» GIVEN INSTRUCTION
Rewrite the part of the entries below that opens with the line containing "of the flower" and closes with the line containing "426], [501, 194]]" as a numbered list, including both of those lines and leaving out any blank lines.
☆ ☆ ☆ ☆ ☆
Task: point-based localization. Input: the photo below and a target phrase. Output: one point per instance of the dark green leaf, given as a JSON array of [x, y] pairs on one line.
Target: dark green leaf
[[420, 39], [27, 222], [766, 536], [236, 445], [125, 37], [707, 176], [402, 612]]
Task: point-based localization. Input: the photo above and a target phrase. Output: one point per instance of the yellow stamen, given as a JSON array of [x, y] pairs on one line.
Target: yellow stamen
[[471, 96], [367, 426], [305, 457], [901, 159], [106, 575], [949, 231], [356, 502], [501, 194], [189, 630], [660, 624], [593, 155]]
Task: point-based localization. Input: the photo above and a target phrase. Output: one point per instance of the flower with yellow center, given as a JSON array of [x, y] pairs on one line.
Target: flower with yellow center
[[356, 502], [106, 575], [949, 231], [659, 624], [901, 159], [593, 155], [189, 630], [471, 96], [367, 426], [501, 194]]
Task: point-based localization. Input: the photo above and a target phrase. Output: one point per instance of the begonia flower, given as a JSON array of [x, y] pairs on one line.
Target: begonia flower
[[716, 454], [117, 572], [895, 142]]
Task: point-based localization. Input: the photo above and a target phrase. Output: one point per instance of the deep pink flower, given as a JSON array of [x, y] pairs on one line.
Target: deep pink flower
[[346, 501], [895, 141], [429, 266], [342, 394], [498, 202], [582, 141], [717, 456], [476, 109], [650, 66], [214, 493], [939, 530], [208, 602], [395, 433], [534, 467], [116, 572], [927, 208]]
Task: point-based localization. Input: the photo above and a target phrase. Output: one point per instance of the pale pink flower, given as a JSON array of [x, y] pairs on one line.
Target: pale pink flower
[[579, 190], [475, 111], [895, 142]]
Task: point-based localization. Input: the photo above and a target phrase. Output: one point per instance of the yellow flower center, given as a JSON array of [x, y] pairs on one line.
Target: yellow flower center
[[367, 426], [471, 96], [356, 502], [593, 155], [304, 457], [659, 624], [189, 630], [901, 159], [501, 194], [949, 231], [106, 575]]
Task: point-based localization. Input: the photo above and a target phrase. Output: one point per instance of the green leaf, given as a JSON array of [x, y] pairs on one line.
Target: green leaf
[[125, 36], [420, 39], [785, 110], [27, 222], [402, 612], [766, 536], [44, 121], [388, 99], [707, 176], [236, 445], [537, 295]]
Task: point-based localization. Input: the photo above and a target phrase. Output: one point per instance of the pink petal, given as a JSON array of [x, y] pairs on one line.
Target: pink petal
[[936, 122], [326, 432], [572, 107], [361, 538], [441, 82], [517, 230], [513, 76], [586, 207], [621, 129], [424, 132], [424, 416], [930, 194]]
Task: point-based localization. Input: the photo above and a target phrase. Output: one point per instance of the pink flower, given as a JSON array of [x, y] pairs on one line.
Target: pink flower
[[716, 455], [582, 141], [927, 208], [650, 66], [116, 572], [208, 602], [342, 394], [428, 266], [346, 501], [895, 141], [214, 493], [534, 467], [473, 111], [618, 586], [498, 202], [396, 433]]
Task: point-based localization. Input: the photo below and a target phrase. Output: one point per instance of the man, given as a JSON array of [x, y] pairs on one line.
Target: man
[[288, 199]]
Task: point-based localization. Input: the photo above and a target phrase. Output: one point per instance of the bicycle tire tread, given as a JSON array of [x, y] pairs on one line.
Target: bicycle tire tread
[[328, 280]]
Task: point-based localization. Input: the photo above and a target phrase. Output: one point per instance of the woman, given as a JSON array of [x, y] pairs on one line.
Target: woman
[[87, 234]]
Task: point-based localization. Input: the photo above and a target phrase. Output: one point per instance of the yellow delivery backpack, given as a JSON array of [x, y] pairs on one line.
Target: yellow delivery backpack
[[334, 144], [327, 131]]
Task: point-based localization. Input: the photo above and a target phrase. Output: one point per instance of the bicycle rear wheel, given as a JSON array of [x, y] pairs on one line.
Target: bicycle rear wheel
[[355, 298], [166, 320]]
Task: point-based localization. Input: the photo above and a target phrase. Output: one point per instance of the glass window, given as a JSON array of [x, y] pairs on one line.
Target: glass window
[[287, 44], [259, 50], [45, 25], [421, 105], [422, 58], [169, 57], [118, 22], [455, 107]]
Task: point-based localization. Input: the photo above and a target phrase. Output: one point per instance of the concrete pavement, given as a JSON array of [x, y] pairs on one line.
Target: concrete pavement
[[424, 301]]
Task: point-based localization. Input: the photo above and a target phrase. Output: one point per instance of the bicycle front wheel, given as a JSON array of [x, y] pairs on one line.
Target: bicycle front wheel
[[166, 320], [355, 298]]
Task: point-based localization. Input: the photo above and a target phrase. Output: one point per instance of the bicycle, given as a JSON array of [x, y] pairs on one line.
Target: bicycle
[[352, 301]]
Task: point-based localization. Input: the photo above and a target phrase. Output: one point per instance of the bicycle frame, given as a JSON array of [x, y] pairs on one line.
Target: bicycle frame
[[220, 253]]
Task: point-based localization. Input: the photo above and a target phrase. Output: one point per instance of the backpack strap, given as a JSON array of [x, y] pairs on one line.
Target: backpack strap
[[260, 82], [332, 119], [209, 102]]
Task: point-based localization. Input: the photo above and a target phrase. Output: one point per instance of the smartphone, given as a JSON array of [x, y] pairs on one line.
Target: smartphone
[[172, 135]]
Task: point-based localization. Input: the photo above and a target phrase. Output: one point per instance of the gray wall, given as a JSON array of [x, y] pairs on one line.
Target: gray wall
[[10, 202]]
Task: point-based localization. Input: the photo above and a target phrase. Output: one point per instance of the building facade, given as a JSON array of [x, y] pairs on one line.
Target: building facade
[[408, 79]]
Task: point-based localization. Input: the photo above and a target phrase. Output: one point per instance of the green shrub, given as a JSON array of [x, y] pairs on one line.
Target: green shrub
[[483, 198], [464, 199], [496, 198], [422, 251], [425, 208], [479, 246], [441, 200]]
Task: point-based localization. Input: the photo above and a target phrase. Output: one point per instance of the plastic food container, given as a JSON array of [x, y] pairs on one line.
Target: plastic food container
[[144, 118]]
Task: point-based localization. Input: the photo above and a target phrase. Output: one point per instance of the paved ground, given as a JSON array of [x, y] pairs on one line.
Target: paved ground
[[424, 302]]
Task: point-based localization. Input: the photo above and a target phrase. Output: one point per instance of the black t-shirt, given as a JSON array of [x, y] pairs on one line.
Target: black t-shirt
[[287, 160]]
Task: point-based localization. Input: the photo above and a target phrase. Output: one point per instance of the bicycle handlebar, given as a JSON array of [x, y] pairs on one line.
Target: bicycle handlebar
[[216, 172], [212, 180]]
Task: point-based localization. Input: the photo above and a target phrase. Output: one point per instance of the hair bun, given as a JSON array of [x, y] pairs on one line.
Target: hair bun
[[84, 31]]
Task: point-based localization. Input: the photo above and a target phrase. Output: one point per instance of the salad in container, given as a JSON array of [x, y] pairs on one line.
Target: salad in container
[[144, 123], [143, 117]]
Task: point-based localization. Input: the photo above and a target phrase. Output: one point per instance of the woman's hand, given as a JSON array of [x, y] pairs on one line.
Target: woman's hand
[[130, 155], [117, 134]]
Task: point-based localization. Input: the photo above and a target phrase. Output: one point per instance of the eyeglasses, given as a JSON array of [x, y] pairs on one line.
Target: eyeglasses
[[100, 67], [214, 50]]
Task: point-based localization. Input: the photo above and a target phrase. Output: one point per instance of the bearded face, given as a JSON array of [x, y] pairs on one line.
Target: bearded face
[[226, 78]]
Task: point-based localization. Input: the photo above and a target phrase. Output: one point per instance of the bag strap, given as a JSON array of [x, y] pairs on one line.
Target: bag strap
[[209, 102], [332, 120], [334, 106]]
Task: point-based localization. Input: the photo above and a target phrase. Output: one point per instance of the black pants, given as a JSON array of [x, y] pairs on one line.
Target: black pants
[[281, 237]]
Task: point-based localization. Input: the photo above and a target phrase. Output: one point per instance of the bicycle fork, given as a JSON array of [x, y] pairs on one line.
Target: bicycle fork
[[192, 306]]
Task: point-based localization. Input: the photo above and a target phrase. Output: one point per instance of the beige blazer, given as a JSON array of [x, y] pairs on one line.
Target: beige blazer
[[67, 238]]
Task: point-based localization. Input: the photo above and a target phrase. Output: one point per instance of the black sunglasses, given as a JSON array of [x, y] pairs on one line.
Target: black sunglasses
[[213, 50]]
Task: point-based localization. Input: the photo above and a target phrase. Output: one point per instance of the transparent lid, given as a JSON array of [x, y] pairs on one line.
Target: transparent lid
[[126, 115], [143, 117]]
☆ ☆ ☆ ☆ ☆
» SOLVED EXERCISE
1. Task: point-based localization. Input: the photo above and a target phrase. Output: one point per instance of the flower with yellow center, given as a JSON array of [x, y] pairs on one line.
2. Target: flower with yellow center
3. [[356, 502], [106, 575], [949, 231], [659, 624], [901, 159], [593, 155], [189, 630], [471, 96], [367, 426], [501, 194]]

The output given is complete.